(Problem details):
Return every line of the data below that contains the word "When", matching case exactly.

(Exercise materials):
▽

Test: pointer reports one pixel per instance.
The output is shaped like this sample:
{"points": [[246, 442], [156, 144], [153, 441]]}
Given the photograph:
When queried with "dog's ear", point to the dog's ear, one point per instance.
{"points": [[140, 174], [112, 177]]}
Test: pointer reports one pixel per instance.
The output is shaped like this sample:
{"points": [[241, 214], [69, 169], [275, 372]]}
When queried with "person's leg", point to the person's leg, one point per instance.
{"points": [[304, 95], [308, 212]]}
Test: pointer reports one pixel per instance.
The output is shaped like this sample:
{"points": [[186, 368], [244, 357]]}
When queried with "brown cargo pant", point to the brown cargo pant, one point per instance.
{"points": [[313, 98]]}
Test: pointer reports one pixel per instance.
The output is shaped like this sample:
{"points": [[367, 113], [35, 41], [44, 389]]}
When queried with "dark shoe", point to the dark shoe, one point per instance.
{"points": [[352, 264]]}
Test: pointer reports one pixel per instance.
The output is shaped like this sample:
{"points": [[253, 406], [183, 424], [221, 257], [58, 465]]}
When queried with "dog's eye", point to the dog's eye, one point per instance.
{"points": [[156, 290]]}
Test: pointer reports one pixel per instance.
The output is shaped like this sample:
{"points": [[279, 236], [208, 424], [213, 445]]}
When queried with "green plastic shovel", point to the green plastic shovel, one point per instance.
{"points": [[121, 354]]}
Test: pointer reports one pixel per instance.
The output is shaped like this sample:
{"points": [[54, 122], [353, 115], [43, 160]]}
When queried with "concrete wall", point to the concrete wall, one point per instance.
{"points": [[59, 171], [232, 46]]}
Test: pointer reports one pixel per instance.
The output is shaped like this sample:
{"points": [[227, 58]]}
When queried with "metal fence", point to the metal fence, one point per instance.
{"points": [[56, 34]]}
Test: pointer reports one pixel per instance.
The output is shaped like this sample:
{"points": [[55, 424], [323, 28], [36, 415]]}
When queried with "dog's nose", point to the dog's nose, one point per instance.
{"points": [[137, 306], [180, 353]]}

△
▽

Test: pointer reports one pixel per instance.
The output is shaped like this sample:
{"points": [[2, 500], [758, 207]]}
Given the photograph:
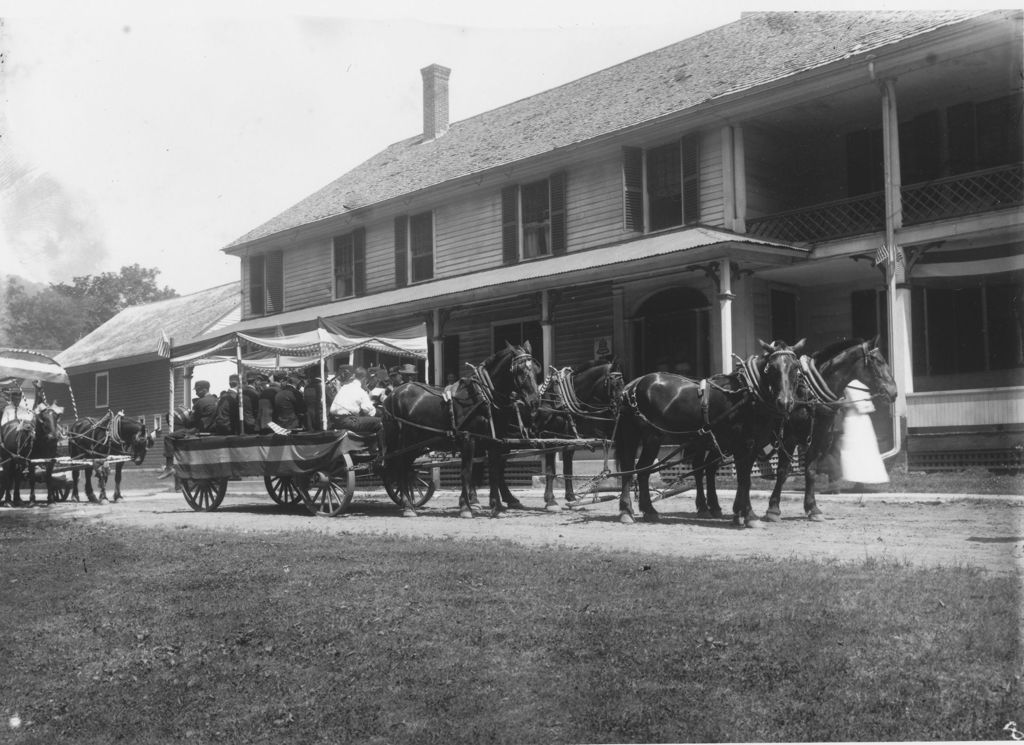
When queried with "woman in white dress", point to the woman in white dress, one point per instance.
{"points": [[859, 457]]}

△

(Written solution):
When queried with "dog's ear", point to the dog's ear, one point per instance.
When queried with "person's leg", point to the person's leg, one point per instance.
When queried with "brown cargo pant", point to the brown cargo pant, one point per instance.
When queried with "dark shoe", point to the dark shoe, one point per instance.
When queried with "dog's eye", point to the dog's eye, one point per instance.
When queried with "green plastic shovel", point to the green plastic shovel, one point per instance.
When queried with "concrete wall", point to the concrete wall, one point per instance.
When queried with "metal fence", point to the metal fence, one point per instance.
When queried with "dog's nose", point to the dog's nose, one point per instance.
When queried with "woman in white dress", point to the woman in white dress, one point per instance.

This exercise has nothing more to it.